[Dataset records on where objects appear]
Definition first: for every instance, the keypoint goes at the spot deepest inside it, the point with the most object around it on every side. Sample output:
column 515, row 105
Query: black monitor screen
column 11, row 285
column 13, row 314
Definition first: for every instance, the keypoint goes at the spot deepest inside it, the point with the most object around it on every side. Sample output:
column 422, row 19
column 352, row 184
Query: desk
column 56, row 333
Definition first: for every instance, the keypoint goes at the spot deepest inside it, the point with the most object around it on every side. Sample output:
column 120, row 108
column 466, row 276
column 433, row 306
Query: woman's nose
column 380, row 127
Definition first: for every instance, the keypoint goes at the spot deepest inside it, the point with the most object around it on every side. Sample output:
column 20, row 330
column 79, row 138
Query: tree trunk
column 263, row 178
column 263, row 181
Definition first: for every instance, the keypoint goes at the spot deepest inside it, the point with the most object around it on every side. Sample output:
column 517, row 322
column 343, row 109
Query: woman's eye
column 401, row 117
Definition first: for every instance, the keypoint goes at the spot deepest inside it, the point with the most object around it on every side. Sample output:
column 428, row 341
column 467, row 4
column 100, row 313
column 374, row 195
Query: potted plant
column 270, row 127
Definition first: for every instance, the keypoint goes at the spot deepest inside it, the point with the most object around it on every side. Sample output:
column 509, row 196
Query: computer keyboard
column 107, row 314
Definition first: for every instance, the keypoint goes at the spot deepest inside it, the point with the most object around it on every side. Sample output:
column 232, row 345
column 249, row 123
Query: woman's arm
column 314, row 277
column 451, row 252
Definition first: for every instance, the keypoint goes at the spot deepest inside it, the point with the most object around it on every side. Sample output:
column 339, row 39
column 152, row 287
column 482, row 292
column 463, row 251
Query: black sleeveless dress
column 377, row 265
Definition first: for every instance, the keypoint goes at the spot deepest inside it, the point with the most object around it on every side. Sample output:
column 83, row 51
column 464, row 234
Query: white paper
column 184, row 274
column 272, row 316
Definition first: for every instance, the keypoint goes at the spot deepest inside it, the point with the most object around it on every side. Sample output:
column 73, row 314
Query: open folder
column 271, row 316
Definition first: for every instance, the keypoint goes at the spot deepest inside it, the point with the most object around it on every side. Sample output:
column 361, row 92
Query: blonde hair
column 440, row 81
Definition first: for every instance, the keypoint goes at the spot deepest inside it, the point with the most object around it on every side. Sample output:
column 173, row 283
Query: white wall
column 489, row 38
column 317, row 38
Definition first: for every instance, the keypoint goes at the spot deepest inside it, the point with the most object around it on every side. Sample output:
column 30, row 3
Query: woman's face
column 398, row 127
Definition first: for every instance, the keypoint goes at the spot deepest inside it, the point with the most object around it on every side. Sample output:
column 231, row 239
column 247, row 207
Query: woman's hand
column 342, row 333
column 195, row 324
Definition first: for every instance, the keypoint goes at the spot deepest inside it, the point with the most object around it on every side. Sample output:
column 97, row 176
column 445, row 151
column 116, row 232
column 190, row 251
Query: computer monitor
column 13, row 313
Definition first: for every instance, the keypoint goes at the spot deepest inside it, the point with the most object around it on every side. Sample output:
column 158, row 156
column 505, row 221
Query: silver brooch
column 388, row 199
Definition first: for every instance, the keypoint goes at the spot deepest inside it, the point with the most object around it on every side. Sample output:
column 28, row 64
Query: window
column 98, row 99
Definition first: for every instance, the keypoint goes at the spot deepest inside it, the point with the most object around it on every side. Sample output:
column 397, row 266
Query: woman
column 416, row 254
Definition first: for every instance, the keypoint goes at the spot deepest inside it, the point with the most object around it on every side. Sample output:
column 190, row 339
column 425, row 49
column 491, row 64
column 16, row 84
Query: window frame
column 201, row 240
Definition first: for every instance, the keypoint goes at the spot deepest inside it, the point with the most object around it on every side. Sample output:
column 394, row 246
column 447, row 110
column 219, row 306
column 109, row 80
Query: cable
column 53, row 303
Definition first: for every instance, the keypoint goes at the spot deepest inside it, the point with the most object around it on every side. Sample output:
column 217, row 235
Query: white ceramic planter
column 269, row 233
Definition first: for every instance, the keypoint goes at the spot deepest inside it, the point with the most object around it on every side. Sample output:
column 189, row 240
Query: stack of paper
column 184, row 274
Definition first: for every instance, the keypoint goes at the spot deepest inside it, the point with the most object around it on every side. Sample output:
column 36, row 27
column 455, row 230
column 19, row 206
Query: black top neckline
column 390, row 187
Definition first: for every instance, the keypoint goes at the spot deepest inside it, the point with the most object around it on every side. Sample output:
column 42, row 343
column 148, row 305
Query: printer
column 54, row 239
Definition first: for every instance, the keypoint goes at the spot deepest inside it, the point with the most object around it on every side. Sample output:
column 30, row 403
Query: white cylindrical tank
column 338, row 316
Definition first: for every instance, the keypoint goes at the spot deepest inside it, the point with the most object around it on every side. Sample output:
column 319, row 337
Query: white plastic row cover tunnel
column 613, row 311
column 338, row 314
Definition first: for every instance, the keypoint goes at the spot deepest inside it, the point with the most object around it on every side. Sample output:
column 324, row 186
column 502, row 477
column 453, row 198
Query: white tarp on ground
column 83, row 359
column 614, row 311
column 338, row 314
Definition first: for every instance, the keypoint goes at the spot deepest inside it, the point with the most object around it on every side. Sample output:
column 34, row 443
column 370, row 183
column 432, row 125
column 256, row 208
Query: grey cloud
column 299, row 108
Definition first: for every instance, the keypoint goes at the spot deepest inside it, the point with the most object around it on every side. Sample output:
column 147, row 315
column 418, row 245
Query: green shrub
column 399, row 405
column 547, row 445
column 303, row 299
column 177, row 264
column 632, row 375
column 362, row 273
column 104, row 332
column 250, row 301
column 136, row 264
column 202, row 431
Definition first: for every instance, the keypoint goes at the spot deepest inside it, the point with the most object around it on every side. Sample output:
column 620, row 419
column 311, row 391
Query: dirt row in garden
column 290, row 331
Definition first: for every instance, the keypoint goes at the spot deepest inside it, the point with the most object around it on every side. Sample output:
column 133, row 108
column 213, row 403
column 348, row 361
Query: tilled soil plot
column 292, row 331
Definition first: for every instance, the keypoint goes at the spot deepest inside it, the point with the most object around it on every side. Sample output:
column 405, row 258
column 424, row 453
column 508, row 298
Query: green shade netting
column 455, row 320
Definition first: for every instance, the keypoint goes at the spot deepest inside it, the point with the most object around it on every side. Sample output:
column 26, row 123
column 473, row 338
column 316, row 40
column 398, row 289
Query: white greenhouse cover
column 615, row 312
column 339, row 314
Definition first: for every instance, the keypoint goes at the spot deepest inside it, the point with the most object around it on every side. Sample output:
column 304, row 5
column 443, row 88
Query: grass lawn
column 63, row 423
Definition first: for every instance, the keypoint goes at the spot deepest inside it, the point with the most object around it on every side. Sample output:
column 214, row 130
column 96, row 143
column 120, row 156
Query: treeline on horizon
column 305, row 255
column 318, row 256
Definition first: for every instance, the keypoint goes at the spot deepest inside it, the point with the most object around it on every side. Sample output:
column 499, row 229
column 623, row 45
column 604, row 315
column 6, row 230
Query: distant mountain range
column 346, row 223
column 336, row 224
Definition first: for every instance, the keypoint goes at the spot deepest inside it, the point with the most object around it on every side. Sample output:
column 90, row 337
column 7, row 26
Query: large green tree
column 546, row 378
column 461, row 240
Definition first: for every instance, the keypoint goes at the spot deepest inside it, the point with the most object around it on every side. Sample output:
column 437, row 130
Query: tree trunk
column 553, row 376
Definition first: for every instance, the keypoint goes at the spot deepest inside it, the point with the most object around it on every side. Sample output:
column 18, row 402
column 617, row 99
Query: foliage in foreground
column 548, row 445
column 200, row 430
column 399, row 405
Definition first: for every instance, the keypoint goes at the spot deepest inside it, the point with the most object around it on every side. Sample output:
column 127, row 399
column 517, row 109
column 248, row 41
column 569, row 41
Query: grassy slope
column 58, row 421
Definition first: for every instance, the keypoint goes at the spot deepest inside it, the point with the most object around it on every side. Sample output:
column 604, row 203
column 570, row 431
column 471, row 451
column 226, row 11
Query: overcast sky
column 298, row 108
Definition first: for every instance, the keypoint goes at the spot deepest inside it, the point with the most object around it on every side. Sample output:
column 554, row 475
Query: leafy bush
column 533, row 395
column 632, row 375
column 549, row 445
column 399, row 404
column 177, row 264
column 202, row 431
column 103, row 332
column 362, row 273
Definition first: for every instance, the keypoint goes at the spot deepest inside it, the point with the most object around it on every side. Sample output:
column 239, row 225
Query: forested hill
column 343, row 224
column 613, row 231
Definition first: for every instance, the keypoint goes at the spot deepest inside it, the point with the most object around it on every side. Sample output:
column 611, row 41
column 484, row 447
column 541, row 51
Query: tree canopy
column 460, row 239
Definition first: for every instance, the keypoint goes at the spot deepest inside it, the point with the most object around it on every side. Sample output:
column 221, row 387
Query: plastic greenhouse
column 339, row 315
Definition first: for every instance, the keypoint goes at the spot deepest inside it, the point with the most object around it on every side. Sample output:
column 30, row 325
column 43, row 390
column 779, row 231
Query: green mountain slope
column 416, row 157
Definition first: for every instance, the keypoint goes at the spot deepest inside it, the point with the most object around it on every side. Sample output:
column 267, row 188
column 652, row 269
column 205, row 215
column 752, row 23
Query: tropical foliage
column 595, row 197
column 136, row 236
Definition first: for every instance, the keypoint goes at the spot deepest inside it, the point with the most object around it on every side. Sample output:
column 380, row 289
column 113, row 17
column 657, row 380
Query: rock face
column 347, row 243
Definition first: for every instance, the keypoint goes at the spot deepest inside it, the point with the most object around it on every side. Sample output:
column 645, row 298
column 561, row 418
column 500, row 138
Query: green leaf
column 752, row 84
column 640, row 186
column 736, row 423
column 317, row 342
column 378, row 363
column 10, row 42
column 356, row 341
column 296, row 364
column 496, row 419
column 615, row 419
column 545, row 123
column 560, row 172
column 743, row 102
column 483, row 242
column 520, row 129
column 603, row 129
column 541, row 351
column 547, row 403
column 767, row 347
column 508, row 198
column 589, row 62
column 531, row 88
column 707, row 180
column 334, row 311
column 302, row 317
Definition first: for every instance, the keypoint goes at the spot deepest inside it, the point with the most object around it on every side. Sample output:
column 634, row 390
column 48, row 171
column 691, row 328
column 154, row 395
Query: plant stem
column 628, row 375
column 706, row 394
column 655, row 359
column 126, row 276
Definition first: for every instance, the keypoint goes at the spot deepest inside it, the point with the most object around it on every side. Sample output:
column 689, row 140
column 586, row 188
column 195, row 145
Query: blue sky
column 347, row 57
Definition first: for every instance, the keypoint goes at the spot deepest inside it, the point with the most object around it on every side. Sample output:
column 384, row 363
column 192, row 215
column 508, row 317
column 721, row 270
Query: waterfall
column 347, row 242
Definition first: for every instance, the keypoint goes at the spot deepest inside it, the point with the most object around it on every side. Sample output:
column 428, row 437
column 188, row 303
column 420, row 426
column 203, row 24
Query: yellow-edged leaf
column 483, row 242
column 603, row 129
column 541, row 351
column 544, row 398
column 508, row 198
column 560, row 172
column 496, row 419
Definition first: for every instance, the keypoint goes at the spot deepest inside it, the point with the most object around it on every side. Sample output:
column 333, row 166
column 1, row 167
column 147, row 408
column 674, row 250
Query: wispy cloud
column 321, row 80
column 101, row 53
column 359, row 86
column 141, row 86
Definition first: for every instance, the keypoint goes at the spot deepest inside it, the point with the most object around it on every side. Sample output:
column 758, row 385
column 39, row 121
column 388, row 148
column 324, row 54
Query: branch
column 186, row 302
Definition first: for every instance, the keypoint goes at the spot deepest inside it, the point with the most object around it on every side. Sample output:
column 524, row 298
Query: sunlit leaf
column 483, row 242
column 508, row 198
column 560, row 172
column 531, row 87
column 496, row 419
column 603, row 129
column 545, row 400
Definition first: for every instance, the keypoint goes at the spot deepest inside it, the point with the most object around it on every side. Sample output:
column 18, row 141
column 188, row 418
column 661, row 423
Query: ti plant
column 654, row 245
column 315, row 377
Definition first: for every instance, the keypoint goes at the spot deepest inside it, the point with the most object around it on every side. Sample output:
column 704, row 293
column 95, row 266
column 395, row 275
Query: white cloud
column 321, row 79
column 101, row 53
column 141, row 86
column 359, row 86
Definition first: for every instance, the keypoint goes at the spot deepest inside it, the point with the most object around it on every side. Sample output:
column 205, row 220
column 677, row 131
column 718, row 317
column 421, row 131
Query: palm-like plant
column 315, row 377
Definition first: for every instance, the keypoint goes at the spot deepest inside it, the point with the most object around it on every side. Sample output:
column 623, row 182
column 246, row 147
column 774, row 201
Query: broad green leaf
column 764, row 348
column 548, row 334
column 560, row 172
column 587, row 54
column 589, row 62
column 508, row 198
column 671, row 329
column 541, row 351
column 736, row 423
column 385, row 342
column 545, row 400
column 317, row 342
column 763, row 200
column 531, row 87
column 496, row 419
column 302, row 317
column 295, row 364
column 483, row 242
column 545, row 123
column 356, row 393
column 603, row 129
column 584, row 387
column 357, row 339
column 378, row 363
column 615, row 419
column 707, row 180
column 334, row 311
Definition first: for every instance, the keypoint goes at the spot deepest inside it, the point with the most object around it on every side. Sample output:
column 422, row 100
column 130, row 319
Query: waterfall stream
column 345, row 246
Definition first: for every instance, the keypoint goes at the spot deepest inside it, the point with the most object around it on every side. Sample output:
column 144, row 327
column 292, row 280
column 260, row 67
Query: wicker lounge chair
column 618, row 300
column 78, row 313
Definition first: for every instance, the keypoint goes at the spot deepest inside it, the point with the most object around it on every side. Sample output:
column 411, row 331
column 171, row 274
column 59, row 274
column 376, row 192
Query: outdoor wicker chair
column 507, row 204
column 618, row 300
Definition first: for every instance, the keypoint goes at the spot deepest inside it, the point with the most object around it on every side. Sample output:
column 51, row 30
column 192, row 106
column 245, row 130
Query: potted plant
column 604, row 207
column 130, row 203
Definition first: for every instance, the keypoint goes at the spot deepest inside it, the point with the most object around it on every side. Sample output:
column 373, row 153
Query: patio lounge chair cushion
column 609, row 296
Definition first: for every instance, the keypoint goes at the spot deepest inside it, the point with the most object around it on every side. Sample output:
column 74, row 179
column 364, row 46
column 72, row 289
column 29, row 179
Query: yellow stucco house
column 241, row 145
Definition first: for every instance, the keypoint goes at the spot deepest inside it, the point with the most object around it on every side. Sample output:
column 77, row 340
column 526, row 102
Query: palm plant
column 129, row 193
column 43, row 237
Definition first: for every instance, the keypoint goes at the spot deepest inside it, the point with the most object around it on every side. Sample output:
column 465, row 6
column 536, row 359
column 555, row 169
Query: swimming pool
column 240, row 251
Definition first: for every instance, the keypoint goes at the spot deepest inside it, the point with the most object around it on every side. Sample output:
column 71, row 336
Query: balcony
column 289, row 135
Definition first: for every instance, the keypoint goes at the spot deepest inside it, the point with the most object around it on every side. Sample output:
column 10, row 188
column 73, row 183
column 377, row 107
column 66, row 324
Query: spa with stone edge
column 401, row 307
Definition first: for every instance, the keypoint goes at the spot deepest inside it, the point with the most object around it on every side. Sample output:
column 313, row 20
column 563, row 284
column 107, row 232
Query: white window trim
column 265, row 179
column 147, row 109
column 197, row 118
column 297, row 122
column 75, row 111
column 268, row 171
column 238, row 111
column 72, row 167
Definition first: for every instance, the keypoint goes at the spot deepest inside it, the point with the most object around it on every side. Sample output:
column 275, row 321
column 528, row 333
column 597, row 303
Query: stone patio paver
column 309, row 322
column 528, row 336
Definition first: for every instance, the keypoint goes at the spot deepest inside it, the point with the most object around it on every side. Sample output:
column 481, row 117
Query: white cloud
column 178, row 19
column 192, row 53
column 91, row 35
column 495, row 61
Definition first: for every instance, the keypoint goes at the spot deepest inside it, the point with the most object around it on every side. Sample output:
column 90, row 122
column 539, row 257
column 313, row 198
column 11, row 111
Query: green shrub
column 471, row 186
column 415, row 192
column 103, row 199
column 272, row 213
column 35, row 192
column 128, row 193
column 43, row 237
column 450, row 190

• **EXERCISE DESCRIPTION**
Put the records from the start up to and including the line containing "column 13, row 314" into a Markdown table with two columns, No. and Line. Give each line its own numbered row and skip any blank lines.

• **RESPONSE TO THE TASK**
| No. | Line |
|---|---|
| 1 | Definition first: for every instance, the keypoint goes at the spot deepest inside it, the point with the most object around it on every side. Sample output: |
| 2 | column 515, row 105 |
| 3 | Query: black monitor screen |
| 4 | column 11, row 285 |
| 5 | column 13, row 314 |